■ **TASK DETAILS**: Please carry on the article about the Chaka Demus EP, picking up right after its final sentence.

[Begin TEXT BLOCK]

EP by Jamie T
- Released: 31 August 2009
- Recorded: 2008–2009
- Genres: Indie rock, hip hop, ska
- Length: 15:34
- Label: Virgin Records
- Producers: Jamie T, Ben Bones

Jamie T chronology
| Sticks 'n' Stones (2009) | Chaka Demus (2009) | Kings & Queens (2009) |

= Chaka Demus (EP) =

2009 Jamie T extended play album

Chaka Demus is an extended play (EP) released by English singer-songwriter Jamie T on 31 August 2009. It is Jamie T's second release of 2009, following his critically acclaimed Sticks 'n' Stones EP in June. The titular song is also the sixth track on his second album Kings & Queens, which was released precisely one week later on 7 September 2009.

Professional ratings
Review scores
| Source | Rating |
| Digital Spy | Star |

==Background==
Jamie T told The Daily Telegraph that "Chaka Demus" was so named because, in its early stages of construction, it superficially sounded to him like Chaka Demus & Pliers. The single interpolates the theme song from The Banana Splits, "The Tra La La Song (One Banana, Two Banana)" throughout. In his interview article with The Sunday Times, journalist Dan Cairns compared the intro to Wings.

English reggae singer Hollie Cook, daughter of Sex Pistols drummer Paul Cook, was a collaborator on the EP, serving as lead vocalist alongside Jamie T on the tropical rock song "Forget Me Not (The Love I Knew Before I Grew)", in addition to providing background vocals on the folk baroque track, "Planning Spontaneity". The fourth and final song on the EP is the lo-fi "When They Are Gone (For Tim)".

[End TEXT BLOCK]
[Begin DATASET EXCERPT]

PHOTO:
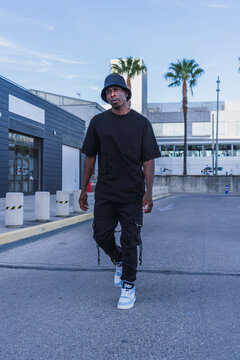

[End DATASET EXCERPT]

■ **ANSWER TO THE TASK**:
==Music video==
The video for "Chaka Demus" was directed by Dan Henshaw and Julian Fletcher, and was inspired by the film, The Cannonball Run (1981). Jamie T is shown singing from the backseat of a speeding car with a large suitcase, as an array of quirky characters are in pursuit. In the UK and Ireland, the video was first released online exclusively on MUZU.TV on 14 August; then subsequently across all platforms on 17 August.

==Critical reception==
Both the EP and the single itself received mostly positive reviews from critics, who praised its eclecticism. Andrew Perry from The Daily Telegraph lauded it as "catchy, funny, and edgy in equal measure". Jessica Lewis of Exclaim! also favored the song in her album review, complimenting its "great drum and keyboard pairing".

Alex Fletcher at Digital Spy rated the EP 4 out of 5 stars; regarding "Chaka Demus", he stated that Jamie T's "boisterous indie-rap…veers between [the] frantically politicised and scruffy guitar-jangling", albeit all with "a newly spruced-up melodic edge". While not evoking Chaka Demus & Pliers completely, Fletcher says this composition makes him "worthy of mainstream attention".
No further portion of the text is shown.